:: 演習課題 ::
A. エネルギー政策の文章と照らし合わせ、次の(i)〜(iii)が合うかどうかを「はい」か「いいえ」で答えよ。それぞれ、判断の決め手となる文章中の語句をそのまま引用すること。(i) 一般世論は脱原発の方向へ傾いている感がある。(ii) この間、日本のエネルギー政策は風力発電の普及に焦点をあて続けた。(iii) エネルギー資源の安定的な確保という意味では、原油やLNGよりもウランの方が安心できるとされている。
B. エネルギー政策の文章の一部を書き写せ。「国や産業界からすると、日本の」を含む語句から始め、「さまじい勢いで普及が進んだ。」の後で終えること。

:: 原文 ::
------------------------------------------------

福島県民のみならず国民の間では、原発事故の恐ろしさや汚染問題を、嫌というほど思い知らされた。

それで、一般世論は脱原発の方向へどんどん傾いていっている感がある。

ところが、その間も日本のエネルギー政策は、原発の安全性確認と再稼働にずっと焦点をあて続けた。

国や産業界からすると、日本の電力供給で準国産エネルギーとして、原発の果たす役割を強く象徴してやまない。

なによりも、エネルギー資源の安定的な確保という意味では、原油やLNGなどよりもウランの方がはるかに安心できる。

そんなわけで、脱原発かエネルギー資源の安定供給かで、民意と国や産業界とでは意見が大きく隔たっている。

ここでは、どちらの意見に与するかは、横へ置くとしよう。 問題は、その二者択一で思考停止していること。

とりわけ国のエネルギー政策が、原発の安全性確認を急いで再稼働に漕ぎつけることに、こだわりすぎている点だ。

それ以外のエネルギー源について、日本はこの10年間というもの、ほとんど何もしてこなかった。

その間に、たとえば風力発電でみると、ドイツはもちろんのこと米国や中国でも、すさまじい勢いで普及が進んだ。

------------------------------------------------

:: 抽出情報 ::

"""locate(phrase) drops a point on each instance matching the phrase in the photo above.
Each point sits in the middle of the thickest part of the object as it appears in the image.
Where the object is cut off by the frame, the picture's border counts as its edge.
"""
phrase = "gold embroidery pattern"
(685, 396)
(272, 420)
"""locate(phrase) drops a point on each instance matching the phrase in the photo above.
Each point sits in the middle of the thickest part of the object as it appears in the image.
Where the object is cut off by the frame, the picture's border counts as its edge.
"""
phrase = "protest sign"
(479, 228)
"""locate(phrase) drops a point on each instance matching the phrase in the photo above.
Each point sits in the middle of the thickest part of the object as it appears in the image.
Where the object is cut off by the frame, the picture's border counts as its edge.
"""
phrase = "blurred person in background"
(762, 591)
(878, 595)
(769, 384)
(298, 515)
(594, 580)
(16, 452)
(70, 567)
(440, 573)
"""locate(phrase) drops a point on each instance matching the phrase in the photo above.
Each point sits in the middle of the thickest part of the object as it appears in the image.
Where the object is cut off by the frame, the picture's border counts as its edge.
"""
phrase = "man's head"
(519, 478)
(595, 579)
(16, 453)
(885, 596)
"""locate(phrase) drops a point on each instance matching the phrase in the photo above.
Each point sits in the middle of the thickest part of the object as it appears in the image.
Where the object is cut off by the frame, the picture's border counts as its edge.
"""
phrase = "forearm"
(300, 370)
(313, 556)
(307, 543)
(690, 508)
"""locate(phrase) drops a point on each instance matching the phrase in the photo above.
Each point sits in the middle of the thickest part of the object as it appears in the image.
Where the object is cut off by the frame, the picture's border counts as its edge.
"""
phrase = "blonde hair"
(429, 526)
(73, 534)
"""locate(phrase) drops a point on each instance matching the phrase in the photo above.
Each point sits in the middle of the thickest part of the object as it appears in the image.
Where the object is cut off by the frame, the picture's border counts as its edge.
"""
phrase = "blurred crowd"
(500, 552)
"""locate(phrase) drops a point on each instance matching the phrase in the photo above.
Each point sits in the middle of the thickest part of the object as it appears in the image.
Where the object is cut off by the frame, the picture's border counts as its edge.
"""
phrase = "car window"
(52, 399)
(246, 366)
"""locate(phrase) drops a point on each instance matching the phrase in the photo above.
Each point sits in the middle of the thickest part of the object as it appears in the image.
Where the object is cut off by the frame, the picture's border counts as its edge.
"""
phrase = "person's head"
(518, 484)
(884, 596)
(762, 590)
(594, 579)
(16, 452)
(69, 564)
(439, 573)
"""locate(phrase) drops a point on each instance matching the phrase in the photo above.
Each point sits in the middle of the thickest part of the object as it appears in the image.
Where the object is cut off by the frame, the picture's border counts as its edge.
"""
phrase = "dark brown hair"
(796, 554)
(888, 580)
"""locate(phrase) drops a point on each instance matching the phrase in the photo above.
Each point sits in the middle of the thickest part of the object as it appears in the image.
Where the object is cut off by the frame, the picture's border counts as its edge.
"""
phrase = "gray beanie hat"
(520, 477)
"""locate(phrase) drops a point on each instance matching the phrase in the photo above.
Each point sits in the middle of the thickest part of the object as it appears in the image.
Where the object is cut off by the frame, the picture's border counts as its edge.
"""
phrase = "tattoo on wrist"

------------------------------------------------

:: 課題別解答 ::
A.
(i) はい。「一般世論は脱原発の方向へどんどん傾いていっている感がある」
(ii) いいえ。「原発の安全性確認と再稼働にずっと焦点をあて続けた」
(iii) はい。「原油やLNGなどよりもウランの方がはるかに安心できる」

B.
国や産業界からすると、日本の電力供給で準国産エネルギーとして、原発の果たす役割を強く象徴してやまない。

なによりも、エネルギー資源の安定的な確保という意味では、原油やLNGなどよりもウランの方がはるかに安心できる。

そんなわけで、脱原発かエネルギー資源の安定供給かで、民意と国や産業界とでは意見が大きく隔たっている。

ここでは、どちらの意見に与するかは、横へ置くとしよう。 問題は、その二者択一で思考停止していること。

とりわけ国のエネルギー政策が、原発の安全性確認を急いで再稼働に漕ぎつけることに、こだわりすぎている点だ。

それ以外のエネルギー源について、日本はこの10年間というもの、ほとんど何もしてこなかった。

その間に、たとえば風力発電でみると、ドイツはもちろんのこと米国や中国でも、すさまじい勢いで普及が進んだ。